Required work: Copy verbatim every line of the listing below, from the line containing "Please locate the single-story" down to the line containing "column 471, row 174", with both of those lines included.

Records of labeled points

● ● ● ●

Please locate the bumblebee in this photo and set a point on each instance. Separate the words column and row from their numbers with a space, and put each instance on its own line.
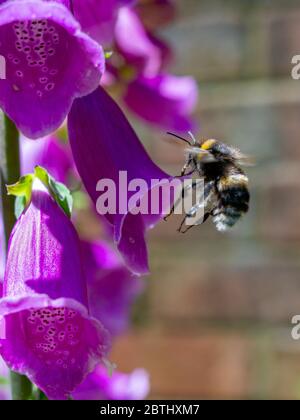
column 226, row 195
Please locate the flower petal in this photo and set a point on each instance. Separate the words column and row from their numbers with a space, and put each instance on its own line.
column 101, row 149
column 112, row 289
column 49, row 153
column 98, row 17
column 49, row 63
column 53, row 342
column 135, row 45
column 165, row 100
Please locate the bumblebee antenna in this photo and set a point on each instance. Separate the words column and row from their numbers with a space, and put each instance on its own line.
column 192, row 137
column 180, row 138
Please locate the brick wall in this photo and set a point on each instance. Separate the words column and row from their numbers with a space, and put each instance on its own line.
column 215, row 321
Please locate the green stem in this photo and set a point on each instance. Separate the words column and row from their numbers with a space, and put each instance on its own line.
column 9, row 174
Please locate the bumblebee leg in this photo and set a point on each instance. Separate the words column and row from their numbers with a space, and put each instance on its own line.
column 175, row 204
column 183, row 192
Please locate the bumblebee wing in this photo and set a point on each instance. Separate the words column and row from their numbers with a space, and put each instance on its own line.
column 201, row 154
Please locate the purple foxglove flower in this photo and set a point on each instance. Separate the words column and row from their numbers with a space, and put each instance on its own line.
column 134, row 43
column 4, row 373
column 164, row 100
column 156, row 13
column 4, row 382
column 49, row 153
column 2, row 251
column 47, row 333
column 112, row 289
column 101, row 149
column 49, row 63
column 98, row 17
column 120, row 386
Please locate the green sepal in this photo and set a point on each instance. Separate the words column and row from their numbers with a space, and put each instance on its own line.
column 20, row 205
column 22, row 191
column 59, row 191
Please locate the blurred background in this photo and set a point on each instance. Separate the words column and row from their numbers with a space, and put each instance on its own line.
column 215, row 321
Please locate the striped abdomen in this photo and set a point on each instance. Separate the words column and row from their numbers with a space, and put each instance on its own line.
column 233, row 198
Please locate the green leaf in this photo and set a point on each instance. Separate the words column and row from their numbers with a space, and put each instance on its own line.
column 22, row 188
column 20, row 205
column 59, row 191
column 22, row 191
column 62, row 195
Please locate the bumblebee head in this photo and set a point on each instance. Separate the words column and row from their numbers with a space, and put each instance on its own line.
column 214, row 151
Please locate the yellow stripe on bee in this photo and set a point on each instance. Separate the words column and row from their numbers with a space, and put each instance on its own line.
column 207, row 144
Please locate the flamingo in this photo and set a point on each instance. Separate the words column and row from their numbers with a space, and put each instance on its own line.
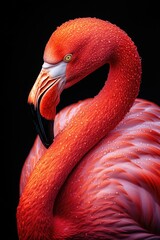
column 95, row 173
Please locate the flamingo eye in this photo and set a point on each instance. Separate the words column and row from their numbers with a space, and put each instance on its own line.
column 67, row 58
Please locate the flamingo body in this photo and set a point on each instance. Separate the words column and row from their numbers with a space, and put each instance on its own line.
column 102, row 187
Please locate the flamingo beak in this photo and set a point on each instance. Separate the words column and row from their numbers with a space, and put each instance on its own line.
column 44, row 97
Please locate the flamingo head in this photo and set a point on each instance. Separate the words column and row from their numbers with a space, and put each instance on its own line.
column 75, row 49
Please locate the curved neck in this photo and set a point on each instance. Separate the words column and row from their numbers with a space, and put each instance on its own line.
column 92, row 123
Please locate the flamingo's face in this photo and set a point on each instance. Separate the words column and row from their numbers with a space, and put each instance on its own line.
column 69, row 56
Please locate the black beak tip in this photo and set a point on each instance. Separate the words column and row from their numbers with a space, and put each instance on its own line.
column 43, row 127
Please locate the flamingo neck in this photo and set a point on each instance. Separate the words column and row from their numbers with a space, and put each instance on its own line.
column 93, row 122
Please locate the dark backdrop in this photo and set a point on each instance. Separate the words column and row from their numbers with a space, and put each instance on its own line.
column 29, row 28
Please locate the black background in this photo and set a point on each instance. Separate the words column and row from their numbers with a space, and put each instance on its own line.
column 30, row 26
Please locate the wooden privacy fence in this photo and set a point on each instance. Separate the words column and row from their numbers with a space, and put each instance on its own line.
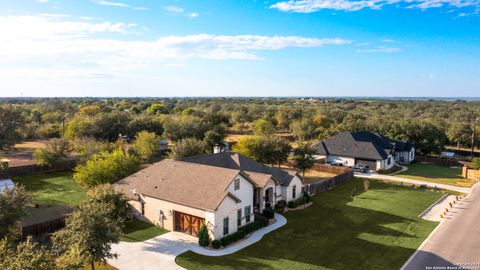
column 43, row 227
column 32, row 168
column 324, row 185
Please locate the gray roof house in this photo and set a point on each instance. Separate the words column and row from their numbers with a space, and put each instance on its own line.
column 367, row 148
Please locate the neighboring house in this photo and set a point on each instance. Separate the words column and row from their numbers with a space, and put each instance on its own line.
column 366, row 148
column 182, row 195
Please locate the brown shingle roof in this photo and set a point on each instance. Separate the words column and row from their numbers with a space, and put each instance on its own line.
column 237, row 161
column 190, row 184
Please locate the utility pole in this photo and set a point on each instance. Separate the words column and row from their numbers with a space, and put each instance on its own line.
column 473, row 137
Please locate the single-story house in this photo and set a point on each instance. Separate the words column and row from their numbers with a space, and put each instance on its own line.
column 220, row 190
column 366, row 148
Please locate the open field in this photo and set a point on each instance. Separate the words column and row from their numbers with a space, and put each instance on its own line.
column 436, row 174
column 377, row 229
column 52, row 188
column 138, row 231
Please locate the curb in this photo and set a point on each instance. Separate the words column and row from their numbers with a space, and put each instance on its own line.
column 434, row 204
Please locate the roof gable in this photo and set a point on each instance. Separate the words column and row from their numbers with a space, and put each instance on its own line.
column 363, row 144
column 194, row 185
column 252, row 167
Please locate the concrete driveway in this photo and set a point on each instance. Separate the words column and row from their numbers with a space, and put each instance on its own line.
column 156, row 253
column 455, row 243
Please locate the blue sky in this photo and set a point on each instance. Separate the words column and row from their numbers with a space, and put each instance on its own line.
column 240, row 48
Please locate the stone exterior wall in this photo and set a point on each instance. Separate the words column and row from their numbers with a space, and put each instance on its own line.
column 471, row 174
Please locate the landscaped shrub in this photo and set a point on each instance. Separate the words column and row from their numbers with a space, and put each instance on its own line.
column 242, row 232
column 268, row 213
column 262, row 219
column 298, row 202
column 216, row 244
column 203, row 238
column 280, row 206
column 307, row 197
column 227, row 240
column 291, row 204
column 253, row 226
column 476, row 163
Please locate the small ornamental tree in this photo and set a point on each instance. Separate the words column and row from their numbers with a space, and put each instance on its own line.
column 303, row 157
column 188, row 147
column 203, row 237
column 366, row 184
column 45, row 157
column 92, row 228
column 263, row 127
column 105, row 168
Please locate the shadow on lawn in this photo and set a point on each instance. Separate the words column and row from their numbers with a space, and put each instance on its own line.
column 434, row 172
column 331, row 234
column 43, row 184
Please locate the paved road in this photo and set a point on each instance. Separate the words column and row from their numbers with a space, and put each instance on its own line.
column 375, row 175
column 455, row 243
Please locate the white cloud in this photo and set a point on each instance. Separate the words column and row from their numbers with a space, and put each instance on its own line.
column 380, row 49
column 62, row 46
column 117, row 4
column 308, row 6
column 174, row 9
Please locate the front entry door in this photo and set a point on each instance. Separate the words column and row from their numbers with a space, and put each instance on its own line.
column 187, row 223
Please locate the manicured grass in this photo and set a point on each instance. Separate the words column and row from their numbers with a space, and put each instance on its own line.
column 436, row 174
column 53, row 188
column 377, row 229
column 99, row 266
column 138, row 231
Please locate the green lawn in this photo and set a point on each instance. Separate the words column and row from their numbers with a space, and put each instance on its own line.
column 435, row 174
column 137, row 231
column 53, row 188
column 378, row 229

● ● ● ●

Complete output:
Please locate the single-story house in this photo and set a point on each instance. Separate the words column and row from their numbers with a space, and put each instance on its own line.
column 220, row 190
column 366, row 148
Please locate the open field in this photo and set a point on each instance. Separate the words column and row from their numbers with a space, and put each instance on its own line.
column 436, row 174
column 377, row 229
column 52, row 188
column 138, row 231
Please locate the curb in this photo and set a point on each instance. Separate the words column and row from their numbers with a space, and put each instance on its own line.
column 434, row 204
Please locate the roof gable in this photo and set a point on each instance. Separate the words column and row from their numbers with a space, and put each instance on its own line.
column 363, row 144
column 194, row 185
column 252, row 167
Please locate the concrete driveway in this photo and set a point on each instance. Separate the words column and row from their numbers with a space, and put each instance on its own line.
column 156, row 253
column 455, row 243
Please locate the blue sky in this photo and set a point on each instance. Separate the words column and row from their numbers with a space, and put each instance on its own line.
column 240, row 48
Please locate the stone exterior wall in this photo and set a point on each instance. Separate the words column and row from their numbers with a space, and put each instance on its own line.
column 471, row 174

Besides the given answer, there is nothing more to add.